─── Source excerpt

Searching over 5,500,000 cases.


searching
Buy This Entire Record For $7.95

Download the entire decision to receive the complete text, official citation,
docket number, dissents and concurrences, and footnotes for this case.

Learn more about what you receive with purchase of this case.

Gandhi v. Sitara Capital Management

February 9, 2010

SHAILJA GANDHI, REVOCABLE TRUST (NOVEMBER 6, 2002), AMIT VYAS, M.D., AND MIHIR "MICK" MAJMUNDAR, M.D., PLAINTIFF,
v.
SITARA CAPITAL MANAGEMENT, LLC, AND RAJIV PATEL, DEFENDANT.



The opinion of the court was delivered by: Judge Joan B. Gottschall

MEMORANDUM OPINION & ORDER

Plaintiffs Shailja Gandhi, Revocable Trust (November 6, 2002) (the "Trust"), Amit Vyas, M.D., and Mihir "Mick" Majmundar, M.D., brought this eighteen-count action asserting federal and state causes of action related to the loss of their investment in defendant Sitara Partners, L.P. ("Sitara Partners") which, they allege, was managed by defendants Rajiv Patel and Sitara Capital Management, LLC ("Sitara LLC"). Presently before the court is defendants' motion to dismiss plaintiffs' complaint. For the reasons stated herein, the court grants defendants' motion in part.

──────
─── Entries shown

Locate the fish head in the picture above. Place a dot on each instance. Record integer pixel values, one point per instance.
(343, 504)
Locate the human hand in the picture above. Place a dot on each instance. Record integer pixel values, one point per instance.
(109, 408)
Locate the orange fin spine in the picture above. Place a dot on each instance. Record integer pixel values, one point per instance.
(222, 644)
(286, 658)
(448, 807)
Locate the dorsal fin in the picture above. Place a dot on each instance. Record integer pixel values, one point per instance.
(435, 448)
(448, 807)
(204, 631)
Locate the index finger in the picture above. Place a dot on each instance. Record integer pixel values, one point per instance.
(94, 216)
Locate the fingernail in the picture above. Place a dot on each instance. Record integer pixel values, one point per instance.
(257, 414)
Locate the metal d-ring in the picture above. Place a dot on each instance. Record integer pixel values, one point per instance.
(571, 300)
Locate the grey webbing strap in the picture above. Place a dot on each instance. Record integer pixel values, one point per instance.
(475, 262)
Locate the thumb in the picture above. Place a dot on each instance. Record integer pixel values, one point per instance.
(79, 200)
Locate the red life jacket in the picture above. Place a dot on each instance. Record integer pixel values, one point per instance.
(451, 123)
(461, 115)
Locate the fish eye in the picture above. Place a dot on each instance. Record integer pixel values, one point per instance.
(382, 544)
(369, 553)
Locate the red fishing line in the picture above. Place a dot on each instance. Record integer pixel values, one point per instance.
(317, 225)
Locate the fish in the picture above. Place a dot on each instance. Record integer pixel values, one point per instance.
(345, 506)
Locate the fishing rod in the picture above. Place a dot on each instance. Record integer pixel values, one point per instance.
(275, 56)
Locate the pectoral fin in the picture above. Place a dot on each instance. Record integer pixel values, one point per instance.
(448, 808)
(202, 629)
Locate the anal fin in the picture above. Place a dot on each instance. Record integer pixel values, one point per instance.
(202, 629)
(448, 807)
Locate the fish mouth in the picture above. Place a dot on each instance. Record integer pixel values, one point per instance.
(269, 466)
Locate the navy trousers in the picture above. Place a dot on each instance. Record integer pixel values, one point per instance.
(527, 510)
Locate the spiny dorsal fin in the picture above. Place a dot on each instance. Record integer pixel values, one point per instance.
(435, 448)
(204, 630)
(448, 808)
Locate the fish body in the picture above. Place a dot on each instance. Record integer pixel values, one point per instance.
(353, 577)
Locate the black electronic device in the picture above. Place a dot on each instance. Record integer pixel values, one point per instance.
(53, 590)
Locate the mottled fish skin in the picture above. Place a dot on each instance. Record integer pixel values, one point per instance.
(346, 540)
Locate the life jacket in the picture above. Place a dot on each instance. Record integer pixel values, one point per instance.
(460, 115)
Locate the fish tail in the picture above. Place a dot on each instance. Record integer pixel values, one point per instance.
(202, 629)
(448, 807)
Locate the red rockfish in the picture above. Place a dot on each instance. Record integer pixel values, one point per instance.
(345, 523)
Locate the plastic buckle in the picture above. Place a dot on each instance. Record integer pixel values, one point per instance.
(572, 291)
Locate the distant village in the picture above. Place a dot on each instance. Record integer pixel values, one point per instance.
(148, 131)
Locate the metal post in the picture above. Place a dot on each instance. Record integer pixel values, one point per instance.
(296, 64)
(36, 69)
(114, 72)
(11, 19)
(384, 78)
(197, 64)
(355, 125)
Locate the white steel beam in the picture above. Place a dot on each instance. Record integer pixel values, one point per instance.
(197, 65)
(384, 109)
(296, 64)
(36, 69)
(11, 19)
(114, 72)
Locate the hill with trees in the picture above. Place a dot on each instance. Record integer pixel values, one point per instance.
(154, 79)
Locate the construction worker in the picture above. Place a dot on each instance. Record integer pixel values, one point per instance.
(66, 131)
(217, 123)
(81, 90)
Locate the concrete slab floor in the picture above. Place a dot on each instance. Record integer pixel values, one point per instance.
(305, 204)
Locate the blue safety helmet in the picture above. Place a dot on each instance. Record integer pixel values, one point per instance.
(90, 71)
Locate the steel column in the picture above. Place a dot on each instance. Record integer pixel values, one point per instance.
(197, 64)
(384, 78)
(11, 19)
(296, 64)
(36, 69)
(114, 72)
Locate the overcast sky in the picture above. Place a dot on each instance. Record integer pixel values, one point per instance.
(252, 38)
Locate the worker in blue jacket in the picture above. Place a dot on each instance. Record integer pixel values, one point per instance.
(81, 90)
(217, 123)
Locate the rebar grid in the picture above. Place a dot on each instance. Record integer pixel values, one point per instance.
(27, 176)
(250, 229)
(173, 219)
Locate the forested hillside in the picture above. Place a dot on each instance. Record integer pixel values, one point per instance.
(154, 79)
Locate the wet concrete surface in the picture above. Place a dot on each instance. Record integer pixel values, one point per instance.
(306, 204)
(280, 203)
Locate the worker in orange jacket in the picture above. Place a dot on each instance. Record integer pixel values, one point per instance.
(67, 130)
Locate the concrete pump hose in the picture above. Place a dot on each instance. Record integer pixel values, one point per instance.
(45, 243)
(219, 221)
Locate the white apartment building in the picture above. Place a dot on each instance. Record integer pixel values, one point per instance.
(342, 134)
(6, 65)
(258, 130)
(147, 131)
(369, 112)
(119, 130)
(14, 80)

──────

* Tasks to carry out *
a: Reproduce the passage of the court opinion that opens with the words containing "Plaintiffs Shailja Gandhi, Revocable" and closes with "motion in part.".
b: According to the court opinion, how many counts does the plaintiffs' action contain?
c: Translate this sentence from the court opinion into Spanish: "Presently before the court is defendants' motion to dismiss plaintiffs' complaint."
The records come from a separate source unrelated to the court opinion.

* Responses to the tasks *
a:
Plaintiffs Shailja Gandhi, Revocable Trust (November 6, 2002) (the "Trust"), Amit Vyas, M.D., and Mihir "Mick" Majmundar, M.D., brought this eighteen-count action asserting federal and state causes of action related to the loss of their investment in defendant Sitara Partners, L.P. ("Sitara Partners") which, they allege, was managed by defendants Rajiv Patel and Sitara Capital Management, LLC ("Sitara LLC"). Presently before the court is defendants' motion to dismiss plaintiffs' complaint. For the reasons stated herein, the court grants defendants' motion in part.

b: Eighteen counts.

c: Actualmente se encuentra ante el tribunal la moción de los demandados para desestimar la demanda de los demandantes.